SELECTED PASSAGE
Incidence of retinopathy of prematurity in extremely premature infants over an 18-year period


  • Conflict/competing interest: No stated conflict of interest.

  • Funding sources: None declared.

Professor Glen Gole, Discipline of Paediatrics and Child Health, Royal Children's Hospital, Herston, Qld 4029, Australia. Email:


Background:  To report the incidence of retinopathy of prematurity (ROP) in a subgroup of extremely premature infants admitted to an Australian tertiary centre over an 18-year period.

Design:  Retrospective study. Royal Brisbane and Women's Hospital Neonatal Intensive Care Unit.

Participants:  Five hundred and fifty-four infants admitted between 23 and 25.6 weeks gestational age (GA).

Methods:  The 18-year study was divided into three 6-year periods for analysis: period 1 (1992–1997), period 2 (1998–2003) and period 3 (2004–2009). Infants were compared based on their week of GA and by the study period in which they were born.

Main Outcome Measures:  GA, birthweight, incidence and severity of ROP.

Image point grounding data:
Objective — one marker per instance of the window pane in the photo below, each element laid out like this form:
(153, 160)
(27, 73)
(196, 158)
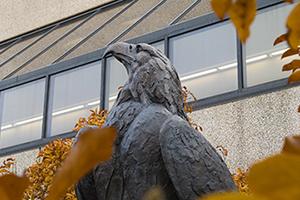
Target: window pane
(206, 60)
(73, 94)
(263, 59)
(21, 113)
(113, 29)
(118, 75)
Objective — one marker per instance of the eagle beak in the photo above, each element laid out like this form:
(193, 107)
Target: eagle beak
(123, 52)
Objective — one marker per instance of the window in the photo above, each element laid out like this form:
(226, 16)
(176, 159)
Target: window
(117, 74)
(263, 63)
(21, 113)
(206, 60)
(72, 95)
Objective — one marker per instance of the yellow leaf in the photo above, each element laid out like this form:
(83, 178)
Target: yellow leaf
(93, 146)
(280, 39)
(242, 14)
(294, 77)
(221, 7)
(276, 176)
(292, 145)
(231, 196)
(293, 25)
(295, 64)
(290, 52)
(13, 186)
(3, 195)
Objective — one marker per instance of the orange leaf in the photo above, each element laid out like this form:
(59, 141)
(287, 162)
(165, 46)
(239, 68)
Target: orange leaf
(242, 14)
(231, 196)
(290, 52)
(13, 186)
(292, 145)
(276, 178)
(295, 64)
(221, 7)
(280, 39)
(3, 195)
(93, 147)
(294, 77)
(293, 25)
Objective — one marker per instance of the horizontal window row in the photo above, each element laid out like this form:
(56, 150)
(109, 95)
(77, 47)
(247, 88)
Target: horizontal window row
(205, 59)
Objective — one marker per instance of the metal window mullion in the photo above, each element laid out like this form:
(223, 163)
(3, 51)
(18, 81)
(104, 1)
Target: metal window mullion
(46, 108)
(103, 87)
(186, 11)
(166, 47)
(241, 64)
(123, 33)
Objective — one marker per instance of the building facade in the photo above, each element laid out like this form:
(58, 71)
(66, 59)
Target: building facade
(54, 74)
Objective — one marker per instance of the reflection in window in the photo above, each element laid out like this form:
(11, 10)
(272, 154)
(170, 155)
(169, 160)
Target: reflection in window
(263, 59)
(206, 60)
(72, 95)
(21, 113)
(118, 76)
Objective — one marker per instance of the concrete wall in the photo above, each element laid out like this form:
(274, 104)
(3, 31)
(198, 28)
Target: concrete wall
(253, 128)
(20, 16)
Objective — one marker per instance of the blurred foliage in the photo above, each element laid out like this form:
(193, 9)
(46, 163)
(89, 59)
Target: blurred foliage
(12, 187)
(41, 173)
(275, 178)
(241, 12)
(96, 118)
(240, 180)
(93, 146)
(51, 157)
(7, 166)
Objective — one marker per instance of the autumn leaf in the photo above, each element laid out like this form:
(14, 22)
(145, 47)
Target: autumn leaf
(292, 145)
(277, 177)
(280, 39)
(290, 52)
(294, 77)
(231, 196)
(295, 64)
(221, 7)
(242, 14)
(293, 25)
(289, 1)
(93, 147)
(13, 186)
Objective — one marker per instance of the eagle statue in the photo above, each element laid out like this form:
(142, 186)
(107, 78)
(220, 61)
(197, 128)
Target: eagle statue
(155, 145)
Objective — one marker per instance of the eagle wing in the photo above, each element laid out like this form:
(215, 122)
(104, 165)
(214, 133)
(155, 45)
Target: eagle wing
(193, 165)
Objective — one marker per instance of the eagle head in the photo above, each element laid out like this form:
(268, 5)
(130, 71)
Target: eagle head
(152, 77)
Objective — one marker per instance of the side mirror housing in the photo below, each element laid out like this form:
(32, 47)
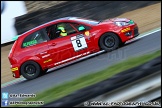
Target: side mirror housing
(81, 28)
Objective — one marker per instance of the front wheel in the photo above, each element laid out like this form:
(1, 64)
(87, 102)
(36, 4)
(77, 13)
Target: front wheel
(109, 42)
(30, 70)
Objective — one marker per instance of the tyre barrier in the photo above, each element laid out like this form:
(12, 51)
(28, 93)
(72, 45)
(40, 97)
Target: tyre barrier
(108, 85)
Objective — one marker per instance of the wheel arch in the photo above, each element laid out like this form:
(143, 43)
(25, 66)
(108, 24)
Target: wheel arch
(32, 61)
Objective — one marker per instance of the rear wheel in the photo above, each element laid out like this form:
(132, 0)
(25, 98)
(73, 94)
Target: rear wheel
(30, 70)
(109, 42)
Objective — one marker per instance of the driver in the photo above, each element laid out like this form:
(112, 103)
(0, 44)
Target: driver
(63, 32)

WHAT YOU NEED TO DO
Resume the abstract on retinopathy of prematurity in extremely premature infants, picking up after its final line. This data was drawn from a separate source.

RESULT BELOW
Results:  Three hundred seventy-three (67.3%) infants survived until ROP screening, and 351 (63.4%) survived until discharge. ROP incidence increased from 78.2% in period 1 to 86.1% in period 3. Over the entire study, 90.5% of 23-week GA infants had ROP compared with 89.7% of 24-week GA infants and 76.1% of 25-week GA infants. Mean birthweight was significantly lower in infants with any ROP (725.1 g) and ROP of at least stage 3 (720.8 g) compared with infants without ROP (806.5 g) (P < 0.0001). Twenty-three–week GA infants had more severe ROP (28.6%) than 24 weeks (18.3%) and 25 weeks GA (11.9%).

Conclusions:  There has been increased survival and incidence of ROP in extremely premature infants over the past 20 years. Lower birthweight and GA are both associated with higher incidence and more severe ROP.